[Dataset entries]
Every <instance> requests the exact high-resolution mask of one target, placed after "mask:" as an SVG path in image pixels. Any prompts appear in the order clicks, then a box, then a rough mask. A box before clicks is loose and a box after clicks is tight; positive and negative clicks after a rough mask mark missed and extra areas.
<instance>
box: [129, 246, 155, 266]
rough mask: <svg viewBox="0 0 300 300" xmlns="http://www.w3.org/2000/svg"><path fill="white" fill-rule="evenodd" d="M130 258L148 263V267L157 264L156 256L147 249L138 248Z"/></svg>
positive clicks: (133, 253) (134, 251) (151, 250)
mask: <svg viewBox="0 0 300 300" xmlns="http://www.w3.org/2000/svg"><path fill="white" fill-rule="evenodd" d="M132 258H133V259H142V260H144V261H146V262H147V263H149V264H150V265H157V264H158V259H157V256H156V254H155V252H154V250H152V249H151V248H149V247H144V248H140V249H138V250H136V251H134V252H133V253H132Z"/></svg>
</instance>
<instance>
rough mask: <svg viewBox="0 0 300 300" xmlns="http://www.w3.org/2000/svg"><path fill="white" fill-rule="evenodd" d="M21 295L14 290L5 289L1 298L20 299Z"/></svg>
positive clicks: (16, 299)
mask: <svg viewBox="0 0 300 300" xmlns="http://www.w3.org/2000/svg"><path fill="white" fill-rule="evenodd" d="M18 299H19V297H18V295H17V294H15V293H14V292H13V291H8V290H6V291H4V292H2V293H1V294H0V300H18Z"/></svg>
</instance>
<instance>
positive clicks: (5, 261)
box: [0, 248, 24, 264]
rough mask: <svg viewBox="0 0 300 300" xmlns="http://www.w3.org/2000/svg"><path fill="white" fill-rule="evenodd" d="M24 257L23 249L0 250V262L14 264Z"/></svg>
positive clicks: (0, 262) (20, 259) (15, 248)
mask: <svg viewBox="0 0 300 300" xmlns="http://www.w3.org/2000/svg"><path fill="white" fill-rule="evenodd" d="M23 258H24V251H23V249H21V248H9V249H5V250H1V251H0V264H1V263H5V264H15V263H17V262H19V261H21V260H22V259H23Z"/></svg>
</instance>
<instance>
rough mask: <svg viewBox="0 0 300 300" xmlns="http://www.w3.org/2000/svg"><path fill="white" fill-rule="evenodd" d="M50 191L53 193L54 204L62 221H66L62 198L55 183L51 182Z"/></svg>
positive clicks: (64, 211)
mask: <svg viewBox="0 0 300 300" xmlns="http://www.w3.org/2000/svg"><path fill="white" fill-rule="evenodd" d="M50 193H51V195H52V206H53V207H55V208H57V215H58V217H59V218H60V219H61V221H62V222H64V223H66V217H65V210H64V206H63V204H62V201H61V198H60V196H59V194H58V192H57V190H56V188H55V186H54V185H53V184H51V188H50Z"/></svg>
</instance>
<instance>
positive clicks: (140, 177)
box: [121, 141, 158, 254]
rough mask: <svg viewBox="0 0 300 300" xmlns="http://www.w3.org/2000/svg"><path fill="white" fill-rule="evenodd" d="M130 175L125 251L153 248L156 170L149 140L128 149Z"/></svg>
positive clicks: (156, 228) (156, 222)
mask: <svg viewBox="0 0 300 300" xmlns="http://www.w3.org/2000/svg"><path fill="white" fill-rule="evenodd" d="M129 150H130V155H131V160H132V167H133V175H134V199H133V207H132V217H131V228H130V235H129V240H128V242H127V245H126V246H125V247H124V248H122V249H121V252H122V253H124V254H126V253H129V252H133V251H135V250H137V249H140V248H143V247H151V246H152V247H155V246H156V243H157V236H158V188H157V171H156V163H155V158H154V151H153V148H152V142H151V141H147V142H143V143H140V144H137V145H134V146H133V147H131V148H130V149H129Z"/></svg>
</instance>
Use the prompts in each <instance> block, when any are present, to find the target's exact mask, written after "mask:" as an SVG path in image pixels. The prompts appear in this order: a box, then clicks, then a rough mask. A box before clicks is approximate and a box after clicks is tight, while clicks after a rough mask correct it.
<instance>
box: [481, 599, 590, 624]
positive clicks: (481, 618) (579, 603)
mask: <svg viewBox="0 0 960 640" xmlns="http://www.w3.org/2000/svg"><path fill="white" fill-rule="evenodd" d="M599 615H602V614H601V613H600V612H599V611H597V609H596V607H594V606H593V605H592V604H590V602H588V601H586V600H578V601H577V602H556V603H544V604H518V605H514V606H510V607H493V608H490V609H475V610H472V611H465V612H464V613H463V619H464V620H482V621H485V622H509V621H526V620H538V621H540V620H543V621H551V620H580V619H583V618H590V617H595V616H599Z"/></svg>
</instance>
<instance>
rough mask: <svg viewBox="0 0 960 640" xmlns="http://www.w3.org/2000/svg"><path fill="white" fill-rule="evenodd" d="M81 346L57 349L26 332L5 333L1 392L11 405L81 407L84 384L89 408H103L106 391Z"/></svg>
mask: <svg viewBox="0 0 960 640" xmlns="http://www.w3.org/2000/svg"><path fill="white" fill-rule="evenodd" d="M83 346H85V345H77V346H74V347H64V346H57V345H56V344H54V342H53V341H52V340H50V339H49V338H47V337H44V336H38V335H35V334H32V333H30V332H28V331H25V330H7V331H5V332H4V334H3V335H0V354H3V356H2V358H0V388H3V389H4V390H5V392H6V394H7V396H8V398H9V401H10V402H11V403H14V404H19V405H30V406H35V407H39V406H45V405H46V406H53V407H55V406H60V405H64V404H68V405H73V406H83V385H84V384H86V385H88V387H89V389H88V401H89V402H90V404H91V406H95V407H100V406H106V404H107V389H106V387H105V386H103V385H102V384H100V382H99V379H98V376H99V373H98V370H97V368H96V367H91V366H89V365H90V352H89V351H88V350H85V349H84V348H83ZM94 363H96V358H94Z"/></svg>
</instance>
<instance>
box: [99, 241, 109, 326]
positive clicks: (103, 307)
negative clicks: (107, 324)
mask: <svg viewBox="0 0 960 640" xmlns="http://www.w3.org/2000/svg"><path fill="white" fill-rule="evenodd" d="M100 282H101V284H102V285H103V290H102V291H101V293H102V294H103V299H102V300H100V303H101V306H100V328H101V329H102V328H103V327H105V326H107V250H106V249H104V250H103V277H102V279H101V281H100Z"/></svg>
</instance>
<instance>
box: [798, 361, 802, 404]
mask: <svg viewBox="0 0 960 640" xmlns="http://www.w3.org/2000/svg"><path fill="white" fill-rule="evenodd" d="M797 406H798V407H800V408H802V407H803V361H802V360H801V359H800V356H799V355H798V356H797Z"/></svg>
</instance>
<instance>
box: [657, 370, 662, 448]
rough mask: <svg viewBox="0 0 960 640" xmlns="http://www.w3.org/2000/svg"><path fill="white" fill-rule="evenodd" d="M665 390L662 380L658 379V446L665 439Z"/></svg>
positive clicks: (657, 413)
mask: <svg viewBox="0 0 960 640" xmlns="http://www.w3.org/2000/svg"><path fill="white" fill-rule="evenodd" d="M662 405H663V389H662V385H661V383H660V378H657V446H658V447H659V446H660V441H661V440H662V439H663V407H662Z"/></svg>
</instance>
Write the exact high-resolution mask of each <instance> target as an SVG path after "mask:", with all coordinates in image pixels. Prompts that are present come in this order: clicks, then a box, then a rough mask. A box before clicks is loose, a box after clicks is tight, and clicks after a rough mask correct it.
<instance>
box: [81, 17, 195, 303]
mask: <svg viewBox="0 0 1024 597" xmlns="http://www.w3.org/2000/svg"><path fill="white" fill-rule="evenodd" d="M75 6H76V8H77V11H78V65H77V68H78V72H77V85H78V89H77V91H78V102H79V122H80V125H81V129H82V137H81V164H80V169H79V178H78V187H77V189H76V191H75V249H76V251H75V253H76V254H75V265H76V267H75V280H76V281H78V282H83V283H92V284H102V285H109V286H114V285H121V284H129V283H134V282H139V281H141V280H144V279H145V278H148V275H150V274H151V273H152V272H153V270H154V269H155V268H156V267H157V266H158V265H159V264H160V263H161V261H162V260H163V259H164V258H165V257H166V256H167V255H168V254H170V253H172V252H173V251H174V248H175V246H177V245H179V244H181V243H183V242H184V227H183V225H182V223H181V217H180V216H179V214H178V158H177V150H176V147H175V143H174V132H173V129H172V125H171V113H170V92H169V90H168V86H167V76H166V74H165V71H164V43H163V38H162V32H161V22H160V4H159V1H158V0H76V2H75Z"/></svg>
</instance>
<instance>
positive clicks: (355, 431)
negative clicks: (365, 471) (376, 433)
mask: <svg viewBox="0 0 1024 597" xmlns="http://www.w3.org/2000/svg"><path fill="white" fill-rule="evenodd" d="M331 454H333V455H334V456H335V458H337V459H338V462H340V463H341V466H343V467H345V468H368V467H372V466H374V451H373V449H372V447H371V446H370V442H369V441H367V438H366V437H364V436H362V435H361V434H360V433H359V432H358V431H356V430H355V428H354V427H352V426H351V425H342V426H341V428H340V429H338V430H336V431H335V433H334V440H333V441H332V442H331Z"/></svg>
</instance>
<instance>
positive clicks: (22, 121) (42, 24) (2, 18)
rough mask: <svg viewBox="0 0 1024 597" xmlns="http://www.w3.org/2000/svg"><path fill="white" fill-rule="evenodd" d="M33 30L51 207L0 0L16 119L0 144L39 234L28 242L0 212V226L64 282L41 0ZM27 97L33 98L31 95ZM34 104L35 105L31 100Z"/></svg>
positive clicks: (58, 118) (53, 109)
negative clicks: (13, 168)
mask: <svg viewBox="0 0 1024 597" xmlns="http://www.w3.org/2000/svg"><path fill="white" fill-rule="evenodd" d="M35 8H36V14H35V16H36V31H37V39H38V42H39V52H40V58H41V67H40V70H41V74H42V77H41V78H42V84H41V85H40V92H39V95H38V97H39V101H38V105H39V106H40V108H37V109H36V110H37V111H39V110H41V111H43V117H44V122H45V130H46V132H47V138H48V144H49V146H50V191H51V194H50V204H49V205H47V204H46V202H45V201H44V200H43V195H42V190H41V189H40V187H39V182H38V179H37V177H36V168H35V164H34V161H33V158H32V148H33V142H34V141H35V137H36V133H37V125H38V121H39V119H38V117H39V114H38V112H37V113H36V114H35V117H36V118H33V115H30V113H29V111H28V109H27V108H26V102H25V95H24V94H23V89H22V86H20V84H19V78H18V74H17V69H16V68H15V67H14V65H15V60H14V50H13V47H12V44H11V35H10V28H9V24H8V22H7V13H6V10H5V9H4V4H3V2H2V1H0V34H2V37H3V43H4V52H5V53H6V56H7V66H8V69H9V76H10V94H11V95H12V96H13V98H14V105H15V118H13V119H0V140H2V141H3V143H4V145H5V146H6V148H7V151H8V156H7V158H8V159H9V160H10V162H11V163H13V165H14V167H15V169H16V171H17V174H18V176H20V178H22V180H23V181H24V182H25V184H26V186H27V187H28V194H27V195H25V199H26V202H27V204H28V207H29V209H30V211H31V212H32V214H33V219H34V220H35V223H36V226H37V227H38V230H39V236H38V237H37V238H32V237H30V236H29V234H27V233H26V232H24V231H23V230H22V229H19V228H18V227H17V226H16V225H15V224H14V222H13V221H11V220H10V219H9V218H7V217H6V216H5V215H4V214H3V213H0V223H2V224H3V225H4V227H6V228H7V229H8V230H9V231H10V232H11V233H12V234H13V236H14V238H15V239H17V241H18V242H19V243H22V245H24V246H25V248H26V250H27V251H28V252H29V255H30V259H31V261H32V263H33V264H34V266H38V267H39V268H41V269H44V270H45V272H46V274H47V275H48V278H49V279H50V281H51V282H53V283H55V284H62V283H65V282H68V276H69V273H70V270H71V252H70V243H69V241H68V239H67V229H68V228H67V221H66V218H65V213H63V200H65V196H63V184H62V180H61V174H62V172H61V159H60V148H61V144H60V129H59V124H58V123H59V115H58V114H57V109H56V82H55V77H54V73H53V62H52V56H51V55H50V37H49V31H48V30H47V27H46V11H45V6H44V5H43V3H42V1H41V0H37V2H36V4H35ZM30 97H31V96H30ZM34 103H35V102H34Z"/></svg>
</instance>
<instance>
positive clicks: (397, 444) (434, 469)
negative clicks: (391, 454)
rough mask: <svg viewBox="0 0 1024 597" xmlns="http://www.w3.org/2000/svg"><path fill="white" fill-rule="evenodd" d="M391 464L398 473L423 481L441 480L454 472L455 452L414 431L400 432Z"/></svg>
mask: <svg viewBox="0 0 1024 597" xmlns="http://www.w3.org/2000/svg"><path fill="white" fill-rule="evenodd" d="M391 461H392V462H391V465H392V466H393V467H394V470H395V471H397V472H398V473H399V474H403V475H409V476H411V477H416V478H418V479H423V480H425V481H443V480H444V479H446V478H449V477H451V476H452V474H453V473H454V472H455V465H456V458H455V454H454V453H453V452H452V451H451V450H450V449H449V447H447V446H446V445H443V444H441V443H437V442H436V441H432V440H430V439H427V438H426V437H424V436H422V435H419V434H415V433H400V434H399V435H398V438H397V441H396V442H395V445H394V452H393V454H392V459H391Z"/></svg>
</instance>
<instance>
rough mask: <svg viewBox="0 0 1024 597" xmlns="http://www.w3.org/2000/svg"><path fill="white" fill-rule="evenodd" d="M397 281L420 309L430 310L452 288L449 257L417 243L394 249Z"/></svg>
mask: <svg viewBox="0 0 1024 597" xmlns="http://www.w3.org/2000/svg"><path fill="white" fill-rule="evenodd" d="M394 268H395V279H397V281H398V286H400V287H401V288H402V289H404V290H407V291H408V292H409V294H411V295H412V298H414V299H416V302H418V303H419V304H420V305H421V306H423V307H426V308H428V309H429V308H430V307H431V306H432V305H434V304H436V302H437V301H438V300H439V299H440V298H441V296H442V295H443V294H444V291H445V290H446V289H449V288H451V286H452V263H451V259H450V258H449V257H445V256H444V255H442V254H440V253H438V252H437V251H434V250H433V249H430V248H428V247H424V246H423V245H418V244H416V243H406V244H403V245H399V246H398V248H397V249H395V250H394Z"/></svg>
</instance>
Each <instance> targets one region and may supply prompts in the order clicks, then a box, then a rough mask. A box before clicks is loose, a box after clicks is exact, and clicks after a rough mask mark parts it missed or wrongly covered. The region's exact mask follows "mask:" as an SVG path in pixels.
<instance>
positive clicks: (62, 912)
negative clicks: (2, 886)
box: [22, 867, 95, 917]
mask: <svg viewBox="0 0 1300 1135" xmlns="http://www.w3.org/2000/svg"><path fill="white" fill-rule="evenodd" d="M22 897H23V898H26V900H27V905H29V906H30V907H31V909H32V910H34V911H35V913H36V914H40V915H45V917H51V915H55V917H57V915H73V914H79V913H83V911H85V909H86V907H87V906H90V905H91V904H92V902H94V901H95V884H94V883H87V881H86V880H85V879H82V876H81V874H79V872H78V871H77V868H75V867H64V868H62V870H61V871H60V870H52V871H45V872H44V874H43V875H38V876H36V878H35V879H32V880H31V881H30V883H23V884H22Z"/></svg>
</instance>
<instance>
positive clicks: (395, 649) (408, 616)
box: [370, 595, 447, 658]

Work required →
The first line of the entries above marks where to begin; repeat each line exactly through the one that contains "295L14 290L5 289L1", and include that line.

Your response →
Every <instance> requests the exact high-resolution mask of one target, placed after "mask:" as an SVG path in image pixels. Any prompts appear in the order clicks, then a box, then a rough mask. A box before clicks is loose and a box after clicks is tight; positive and negative clicks after a rough mask mark missed and extra areas.
<instance>
box: [129, 246, 155, 266]
rough mask: <svg viewBox="0 0 300 300" xmlns="http://www.w3.org/2000/svg"><path fill="white" fill-rule="evenodd" d="M130 258L148 263V267L157 264L156 256L147 249L138 248Z"/></svg>
positive clicks: (133, 253) (134, 251) (151, 250)
mask: <svg viewBox="0 0 300 300" xmlns="http://www.w3.org/2000/svg"><path fill="white" fill-rule="evenodd" d="M132 258H133V259H142V260H144V261H146V262H147V263H149V264H150V265H157V264H158V259H157V256H156V254H155V252H154V250H152V249H151V248H149V247H144V248H140V249H138V250H136V251H134V252H133V253H132Z"/></svg>
</instance>
<instance>
rough mask: <svg viewBox="0 0 300 300" xmlns="http://www.w3.org/2000/svg"><path fill="white" fill-rule="evenodd" d="M21 295L14 290L5 289L1 298L20 299Z"/></svg>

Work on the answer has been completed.